**What is required:** Would you give the entries below again, precisely as they are written?

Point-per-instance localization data
..............................

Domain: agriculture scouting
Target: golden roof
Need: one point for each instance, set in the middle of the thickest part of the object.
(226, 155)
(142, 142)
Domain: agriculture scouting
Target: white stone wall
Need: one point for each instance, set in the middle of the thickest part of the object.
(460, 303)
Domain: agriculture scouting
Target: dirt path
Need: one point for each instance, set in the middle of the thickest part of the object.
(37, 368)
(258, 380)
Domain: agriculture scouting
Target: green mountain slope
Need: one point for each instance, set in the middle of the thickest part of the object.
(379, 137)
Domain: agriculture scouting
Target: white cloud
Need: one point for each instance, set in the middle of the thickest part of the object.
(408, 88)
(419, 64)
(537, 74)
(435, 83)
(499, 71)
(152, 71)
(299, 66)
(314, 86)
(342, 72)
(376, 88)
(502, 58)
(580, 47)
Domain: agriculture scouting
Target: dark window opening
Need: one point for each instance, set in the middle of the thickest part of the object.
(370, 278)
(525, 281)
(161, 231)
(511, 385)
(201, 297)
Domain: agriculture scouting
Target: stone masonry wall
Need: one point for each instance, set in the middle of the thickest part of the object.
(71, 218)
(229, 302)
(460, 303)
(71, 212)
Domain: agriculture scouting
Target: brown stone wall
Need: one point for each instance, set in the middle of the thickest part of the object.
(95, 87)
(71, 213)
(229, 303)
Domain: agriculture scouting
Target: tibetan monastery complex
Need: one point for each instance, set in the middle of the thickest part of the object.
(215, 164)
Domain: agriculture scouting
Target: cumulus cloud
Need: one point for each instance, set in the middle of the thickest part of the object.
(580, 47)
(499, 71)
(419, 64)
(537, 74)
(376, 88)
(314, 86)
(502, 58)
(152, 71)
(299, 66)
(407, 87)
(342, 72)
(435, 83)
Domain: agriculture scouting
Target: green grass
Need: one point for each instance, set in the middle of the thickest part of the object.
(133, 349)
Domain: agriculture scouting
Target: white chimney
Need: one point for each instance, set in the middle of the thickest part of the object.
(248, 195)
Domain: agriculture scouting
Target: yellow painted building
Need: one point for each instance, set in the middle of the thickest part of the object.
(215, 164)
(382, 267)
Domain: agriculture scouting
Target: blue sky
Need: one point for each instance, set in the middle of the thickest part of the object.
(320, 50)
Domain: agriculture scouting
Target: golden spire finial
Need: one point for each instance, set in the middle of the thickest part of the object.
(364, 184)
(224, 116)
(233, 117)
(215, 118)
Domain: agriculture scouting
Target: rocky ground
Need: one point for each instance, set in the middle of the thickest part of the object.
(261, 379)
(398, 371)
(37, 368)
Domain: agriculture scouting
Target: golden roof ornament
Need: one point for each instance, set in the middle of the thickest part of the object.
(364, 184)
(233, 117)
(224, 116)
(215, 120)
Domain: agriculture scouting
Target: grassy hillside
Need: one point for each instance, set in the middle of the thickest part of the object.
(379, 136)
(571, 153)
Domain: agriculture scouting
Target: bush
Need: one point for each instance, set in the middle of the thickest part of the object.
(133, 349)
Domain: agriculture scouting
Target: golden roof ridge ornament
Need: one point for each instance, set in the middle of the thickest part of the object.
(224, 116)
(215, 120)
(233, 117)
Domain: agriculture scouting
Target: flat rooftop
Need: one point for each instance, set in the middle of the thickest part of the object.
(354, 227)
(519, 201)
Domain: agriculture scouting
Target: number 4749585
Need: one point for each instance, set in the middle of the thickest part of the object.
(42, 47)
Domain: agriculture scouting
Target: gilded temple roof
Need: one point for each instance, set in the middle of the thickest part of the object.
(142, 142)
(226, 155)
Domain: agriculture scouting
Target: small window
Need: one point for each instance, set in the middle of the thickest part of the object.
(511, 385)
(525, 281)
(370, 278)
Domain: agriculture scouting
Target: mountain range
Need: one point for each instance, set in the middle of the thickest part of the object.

..............................

**Task output:**
Domain: agriculture scouting
Target: golden roof
Need: one point for each instance, set in the middle of the thickest part of the object.
(226, 155)
(142, 142)
Domain: agriculture scouting
Target: white stone wall
Need: one point for each instance, set in the middle of the thickest part of the object.
(460, 303)
Domain: agriculture scouting
Target: dirt path
Need: one point for each instance, set in the middle of the thickest part of the object.
(37, 368)
(258, 380)
Domain: agriculture scouting
Target: green mountain slope
Need: one point for each instance, set in the middle of the thickest part of the object.
(379, 137)
Domain: agriculture scouting
Target: white cloud
Need: one point for each instance, set in the middle of the thickest part of the object.
(408, 88)
(419, 64)
(537, 74)
(435, 83)
(499, 71)
(152, 71)
(299, 66)
(314, 86)
(342, 72)
(376, 88)
(502, 58)
(580, 47)
Domain: agriculture scouting
Target: dark window opening
Need: one point for each instance, set in the middle of the thickest part of the object.
(370, 278)
(525, 281)
(161, 231)
(511, 385)
(201, 297)
Domain: agriculture scouting
Target: stone masonry wall
Need: one point for each instance, set in the middle of the thickest part of the object.
(71, 218)
(229, 302)
(460, 303)
(71, 212)
Domain: agriculture scouting
Target: brown stone wall
Need: one point for each instance, set in the middle of the thickest part of the object.
(95, 87)
(71, 213)
(229, 303)
Domain: agriculture scouting
Target: tibetan monastery complex
Need: one point for each instance, set in the middle of the thickest part of the object.
(215, 164)
Domain: agriculture scouting
Target: cumulus cloud
Need: one point for each instance, set in the middle of the thickest part of the object.
(580, 47)
(499, 71)
(419, 64)
(537, 74)
(376, 88)
(314, 86)
(502, 58)
(152, 71)
(299, 66)
(407, 87)
(342, 72)
(435, 83)
Domain: agriculture scouting
Target: green grass
Need: one point for each instance, set in the middle of the thickest part of the object.
(133, 349)
Domain: agriculture scouting
Target: white chimney
Need: one point for each instance, set in the middle of the thickest part of the object.
(248, 195)
Domain: agriculture scouting
Target: yellow painted building
Need: one point for each instance, set in the middle of the thickest part of the object.
(215, 164)
(382, 267)
Domain: agriculture scouting
Target: blue sky
Need: one point for each instance, set in the middle of the thickest part of the object.
(320, 50)
Domain: agriculture scouting
Target: golden spire finial
Need: one point for each instance, set in the middle of the thickest part of the object.
(364, 184)
(224, 116)
(233, 117)
(215, 118)
Domain: agriculture scouting
Target: rocky ground
Need: one point for each instance, set in the middle of the thickest part of the object.
(261, 379)
(398, 371)
(37, 368)
Domain: agriculture scouting
Target: golden roof ornament
Need: one point for each instance, set in the middle of the thickest part of the object.
(364, 184)
(233, 117)
(224, 116)
(215, 120)
Domain: agriculture scouting
Target: grassy hillside
Need: one point for each instance, set in the middle of the thickest part of the object.
(379, 136)
(571, 153)
Domain: agriculture scouting
Target: bush
Need: one point for each instance, set in the middle of the thickest part of the object.
(133, 349)
Domain: agriculture scouting
Target: golden roof ridge ornament
Need: one point for each instance, set in the middle of the thickest part of the object.
(224, 116)
(215, 120)
(233, 117)
Domain: agriculture scouting
Target: flat rooftop
Need: one point for each instance, set in the middle of the thickest part of the object.
(354, 227)
(519, 201)
Domain: agriculture scouting
Target: number 4749585
Need: one point for each instance, set in the middle of the thickest part of the object.
(42, 47)
Domain: agriculture scouting
Target: gilded temple roof
Need: one point for each instance, set in the middle of the thickest part of the object.
(142, 142)
(226, 155)
Domain: agriculture scouting
Target: small window
Need: one point for each instance, set in the middle of the thickest part of the object.
(511, 385)
(525, 281)
(370, 278)
Domain: agriculture scouting
Target: mountain range
Need: one point for each instance, set in the middle of the thickest part of the object.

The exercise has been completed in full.